▶ Tasks to complete
**A.** Answer these from the interview about Amsterdam street art:
(i) To which city did the interviewer return after hunting for street art in Amsterdam?
(ii) Where is Nicole originally from?
(iii) For how long has she been living in Haarlem?
**B.** Carry the interview about Amsterdam street art forward from its last sentence.

▶ Excerpted text
■ ■ ■ ■ ■ ■ ■

A few months ago, I went hunting for street art in Amsterdam. Returning to London, I came across a few artists in my photos who I wasn’t familiar with, so I did a bit of research to find out more. That’s when I stumbled upon Nicole and her passion for the street art scene. She leads street art tours in Amsterdam so I had to pick her brain about what’s going on in this creative city that’s embracing its street art culture more and more these days. Read on to find out more about which who is making a mark on Amsterdam’s walls, a city in Italy that is a street art haven and Nicole’s Street Art in Europe book that’s just getting underway.
LO: Give us an idea of your background and interests in five sentences or less.
NB: I am originally from Arnhem in The Netherlands but have been living in Haarlem now for over three years. I am more often to be found in Amsterdam. Currently I am without a job and enjoying my ‘freedom’. I have always had a huge passion for music (writing, dj-ing, concerts, etc.), but since five years street art became a bigger passion.

■ ■ ■ ■ ■ ■ ■

▶ Data section
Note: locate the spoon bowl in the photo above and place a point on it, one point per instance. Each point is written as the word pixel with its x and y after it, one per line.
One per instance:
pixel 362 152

■ ■ ■ ■ ■ ■ ■

▶ Responses
**A.**
(i) London
(ii) Arnhem, in The Netherlands
(iii) Over three years

**B.**
LO: What sparked your initial fascination with street art and when?
NB: It was at the Cans Festival in London where street art caught my attention. A visiting friend from back home was a huge Banksy fan. I read about this Banksy organized festival, so I took her there. I was living in East London at the time and suddenly started to notice the art around me. I got fascinated by it.
LO: Tell us a bit about the Amsterdam Street Art (ASA) Foundation you helped set up in 2009 and what you hoped to accomplish with this project. Is it still active?
NB: During my last year in London I visited quite a few street art related events (also outside London). These events got me very excited. When moving away from London, I wondered if similar events took place in Amsterdam. Via the internet I got to know Ives.One, who already organized small events. We met up and discussed ideas. That is how ASA was born. Yes, ASA is still alive and kicking, but without me. Due to being busy with work and studying at the same time, I decided to focus my mind on my study and said goodbye to ASA.
LO: As a street art tour guide, which street artists are currently the most prolific in Amsterdam and where are the best places to see their work? And in London?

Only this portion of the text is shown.